This study has extended and complemented the previous analyses of these data.5 We confirmed that while there is broad support for approaches that enable MDM discussions to focus on more complex cases, this may not be appropriate for all MDTs; there was also a lack of consensus about the methods by which streamlining could be achieved. Participants were particularly concerned about some patients being excluded from full MDM discussion, which could compromise the quality and safety of patient care.
Our analyses agree with the conclusion from the previous analysis of these data that tumour type-specific guidance for the use of protocols should be developed to facilitate streamlining discussions.5 This will contribute to ongoing discussions about the development of this guidance. It was suggested that study participants were keen that this guidance should be developed at the local level and that it should consider the perspectives of members of MDT for different tumour types and those in different professions. It is also important that the meaning of streamlining and the various approaches that could be used to achieve are clarified and considered in developing this guidance. Finally, this work highlighted the need for the identification and implementation of appropriate evaluation methods and outcomes measures to ensure that decisions about the approaches used are based on the impact on the quality and safety of patient care. In the meantime, the use of tools, such as MDT-FIT, could facilitate individual MDTs to reach an agreement about appropriate solutions without compromising the quality and safety of patient care.34
Contributors LH planned the analysis, led the quantitative analysis and drafted the manuscript; MZ led the qualitative analysis; RW and EP carried out initial data analysis and interpretation; CT and JG provided guidance on the objectives and interpretation; and all the authors reviewed the manuscript and approved the final version.

* **Your tasks**:
[1] In the study discussion, what were participants particularly concerned about?
[2] Repeat the passage of the study discussion that begins with the words containing "This study has" and ends with "compromise the quality and safety of patient care.".

* **Excerpted records**:
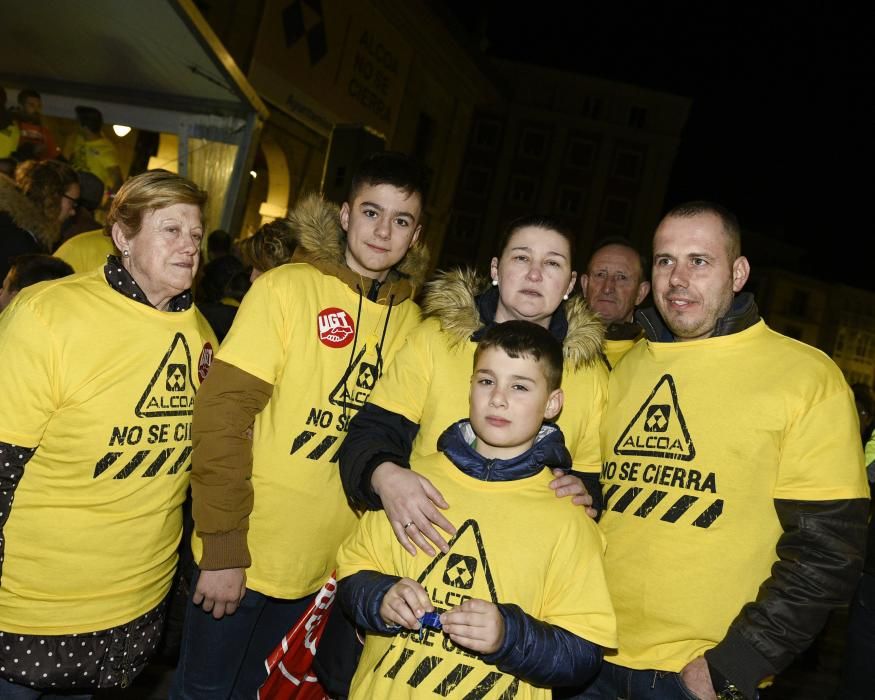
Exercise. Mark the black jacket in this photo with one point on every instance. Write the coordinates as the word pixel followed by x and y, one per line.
---
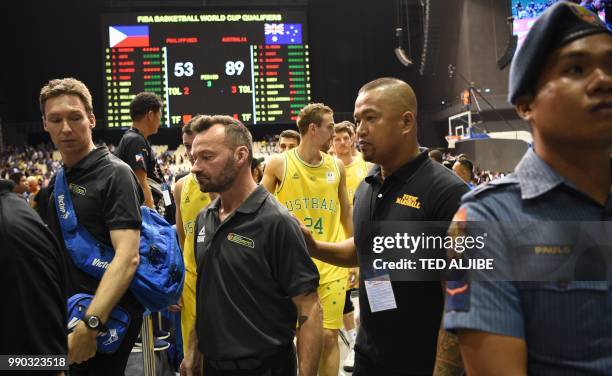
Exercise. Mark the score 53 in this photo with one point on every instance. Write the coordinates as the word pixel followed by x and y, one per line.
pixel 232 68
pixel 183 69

* **Task-by-task outputs**:
[1] They were concerned that some patients would be excluded from full MDM discussion, which could compromise the quality and safety of patient care.

[2]
This study has extended and complemented the previous analyses of these data.5 We confirmed that while there is broad support for approaches that enable MDM discussions to focus on more complex cases, this may not be appropriate for all MDTs; there was also a lack of consensus about the methods by which streamlining could be achieved. Participants were particularly concerned about some patients being excluded from full MDM discussion, which could compromise the quality and safety of patient care.